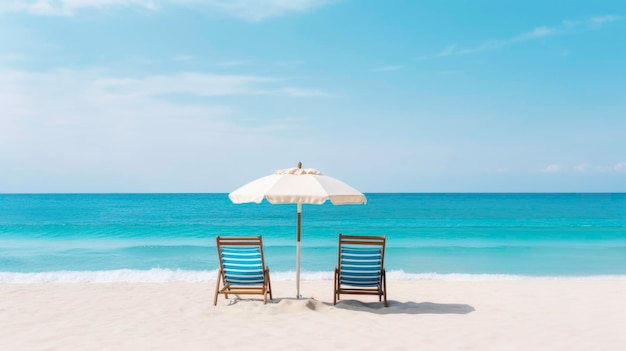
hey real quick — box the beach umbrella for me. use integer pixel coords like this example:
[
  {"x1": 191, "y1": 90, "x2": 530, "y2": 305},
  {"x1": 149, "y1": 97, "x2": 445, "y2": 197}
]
[{"x1": 228, "y1": 162, "x2": 366, "y2": 298}]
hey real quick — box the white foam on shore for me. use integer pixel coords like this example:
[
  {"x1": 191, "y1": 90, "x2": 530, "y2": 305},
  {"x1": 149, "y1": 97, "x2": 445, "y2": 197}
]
[
  {"x1": 0, "y1": 269, "x2": 218, "y2": 283},
  {"x1": 2, "y1": 269, "x2": 626, "y2": 283}
]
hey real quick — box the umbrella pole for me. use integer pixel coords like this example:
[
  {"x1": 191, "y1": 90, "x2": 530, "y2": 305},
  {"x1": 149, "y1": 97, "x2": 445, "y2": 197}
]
[{"x1": 296, "y1": 203, "x2": 302, "y2": 299}]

::::::::::

• _BRIEF_
Take every entry above and transcribe it exactly, with no pictures in the copy.

• _RESULT OF THIS TASK_
hey real quick — box the beach umbrella for me. use integer pixel coords like this example:
[
  {"x1": 191, "y1": 90, "x2": 530, "y2": 305},
  {"x1": 149, "y1": 97, "x2": 445, "y2": 197}
]
[{"x1": 228, "y1": 162, "x2": 366, "y2": 298}]
hey real quick — box the white foam on shore for me. use integer pixel coords like this example:
[
  {"x1": 191, "y1": 90, "x2": 530, "y2": 305},
  {"x1": 149, "y1": 97, "x2": 445, "y2": 197}
]
[
  {"x1": 0, "y1": 269, "x2": 218, "y2": 283},
  {"x1": 2, "y1": 269, "x2": 626, "y2": 283}
]
hey real quick — box the umbrella pole for me. use integer pixel coords like this example:
[
  {"x1": 191, "y1": 90, "x2": 530, "y2": 305},
  {"x1": 149, "y1": 97, "x2": 445, "y2": 197}
]
[{"x1": 296, "y1": 203, "x2": 302, "y2": 299}]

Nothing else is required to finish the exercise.